▸ What needs to be done:
Decide whether each statement below agrees with the passage on the Merideth case that follows, answering yes or no and quoting the words of the passage that decide it. 1. The state's attorneys moved to dismiss the case in May 2018. 2. Judge Boyle granted the state's motion for summary judgment. 3. Merideth filed his complaint in the United States District Court for the Western Division of North Carolina.

▸ Text passage:
In October, 2017, with Dubbeling as his counsel, Merideth filed a complaint to the United States District Court for the Eastern Division of North Carolina. The case drew one of the most conservative federal judges in the nation, Terrence Boyle—a Reagan appointee and close, personal friend of the late senator and conservative stalwart, Jesse Helms.

In his complaint, Merideth alleged that his placement on NC’s sex offender registry after 13 years—having twice been informed by law enforcement in two separate counties that registration was unnecessary, and then informed by the latter county that it had changed its substantially related mind—was a violation of his Fourteenth Amendment right to procedural due process.

At issue in the case was a fairly simple question: When evaluating whether a person who was convicted in another state may be required to register as a sex offender in North Carolina (N.C. Gen. Stat. § 14-208.6(4)(c)), can local law enforcement agencies make determinations about the “substantial” similarity of another state’s statute and a comparable NC statute that is included in the list of registerable offenses without any procedural guidelines or legal process? In Judge Boyle’s estimation, the answer to that question is no.

The state’s attorneys moved for dismissal of the case in May, 2018. Their ace-in-the-hole (so they thought) was arranging to have Mr. Merideth removed from the registry in an effort to moot the case. Their argument fell flat and appeared only to exacerbate an already skeptical judge who wasn’t all too pleased by the state’s back door machinations to manipulate the Court’s jurisdictional authority. The motion to dismiss was summarily denied on grounds that the important constitutional issue raised by the complaint would continue to evade review and was likely to reoccur.

Both sides moved immediately for summary judgment on the pleadings as there were no material facts in dispute and both sides felt confident of prevailing on the merits of their arguments. The state moved for summary judgment in its favor, claiming that the plaintiff lacked standing (essentially a redux of its motion to dismiss) and that the defendants were all immune from suit under the Eleventh Amendment. In his opinion, Judge Boyle efficiently disposed of the state’s arguments and denied its motion for summary judgment outright.

In finding in favor of the plaintiff’s motion for summary judgment, Judge Boyle stated, “North Carolina’s process for requiring individuals who have committed out-of-state sex offenses to register as sex offenders in North Carolina (1) deprives plaintiff of a cognizable liberty interest and (2) the procedures protecting that interest were constitutionally inadequate.”

Judge Boyle held that it is “plainly true” that requiring an individual to register as a sex offender deprives him of substantial liberty interests as a matter of law, stating, “United States citizens have a protectable right not to be placed on the sex offender registry-not to have their legal status changed so abruptly and severely-without sufficient process,” and “Where there is no process, there can be no due process” [emphasis his].

▸ Data records:
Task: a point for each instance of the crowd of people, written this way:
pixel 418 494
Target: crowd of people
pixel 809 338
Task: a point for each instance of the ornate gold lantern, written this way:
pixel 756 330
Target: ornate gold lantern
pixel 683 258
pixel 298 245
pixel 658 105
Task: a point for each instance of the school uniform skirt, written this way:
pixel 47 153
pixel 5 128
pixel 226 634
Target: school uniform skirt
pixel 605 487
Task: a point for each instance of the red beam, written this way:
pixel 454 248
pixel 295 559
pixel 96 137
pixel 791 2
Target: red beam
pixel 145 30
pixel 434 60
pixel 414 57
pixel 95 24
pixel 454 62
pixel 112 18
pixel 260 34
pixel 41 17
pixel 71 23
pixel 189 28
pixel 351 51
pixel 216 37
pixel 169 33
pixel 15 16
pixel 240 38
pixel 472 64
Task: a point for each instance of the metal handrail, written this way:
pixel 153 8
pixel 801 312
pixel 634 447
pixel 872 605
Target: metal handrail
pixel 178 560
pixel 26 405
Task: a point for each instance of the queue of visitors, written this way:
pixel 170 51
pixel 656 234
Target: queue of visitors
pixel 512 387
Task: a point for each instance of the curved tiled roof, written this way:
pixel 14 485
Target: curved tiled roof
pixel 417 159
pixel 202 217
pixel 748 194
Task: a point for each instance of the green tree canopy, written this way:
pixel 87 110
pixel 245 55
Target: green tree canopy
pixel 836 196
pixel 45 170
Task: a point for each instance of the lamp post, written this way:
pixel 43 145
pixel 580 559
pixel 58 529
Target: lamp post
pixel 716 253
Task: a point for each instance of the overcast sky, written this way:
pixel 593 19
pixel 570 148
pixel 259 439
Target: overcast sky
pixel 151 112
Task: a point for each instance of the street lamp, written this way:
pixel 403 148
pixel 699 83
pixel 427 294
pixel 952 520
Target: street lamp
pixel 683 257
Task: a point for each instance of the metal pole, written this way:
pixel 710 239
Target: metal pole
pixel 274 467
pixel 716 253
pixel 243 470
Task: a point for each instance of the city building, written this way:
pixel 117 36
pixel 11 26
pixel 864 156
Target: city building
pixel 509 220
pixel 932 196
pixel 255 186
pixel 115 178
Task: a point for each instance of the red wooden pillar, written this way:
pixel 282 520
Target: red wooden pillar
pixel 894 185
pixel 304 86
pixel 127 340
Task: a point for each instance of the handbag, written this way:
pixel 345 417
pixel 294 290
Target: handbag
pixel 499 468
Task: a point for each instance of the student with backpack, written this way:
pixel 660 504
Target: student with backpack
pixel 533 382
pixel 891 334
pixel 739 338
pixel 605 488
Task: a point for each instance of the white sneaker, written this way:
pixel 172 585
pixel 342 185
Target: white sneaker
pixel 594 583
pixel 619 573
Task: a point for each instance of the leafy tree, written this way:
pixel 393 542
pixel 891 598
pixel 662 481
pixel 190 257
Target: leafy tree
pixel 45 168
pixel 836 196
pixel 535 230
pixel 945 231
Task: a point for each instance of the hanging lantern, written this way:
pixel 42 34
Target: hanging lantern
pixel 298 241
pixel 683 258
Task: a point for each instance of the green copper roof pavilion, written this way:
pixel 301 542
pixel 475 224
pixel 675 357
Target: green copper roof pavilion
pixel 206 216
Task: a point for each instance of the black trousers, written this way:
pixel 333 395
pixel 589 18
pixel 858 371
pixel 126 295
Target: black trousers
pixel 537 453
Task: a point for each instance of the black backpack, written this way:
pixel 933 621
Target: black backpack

▸ Exercise answer:
1. Yes: "The state’s attorneys moved for dismissal of the case in May, 2018."
2. No: "Judge Boyle efficiently disposed of the state’s arguments and denied its motion for summary judgment outright."
3. No: "Merideth filed a complaint to the United States District Court for the Eastern Division of North Carolina."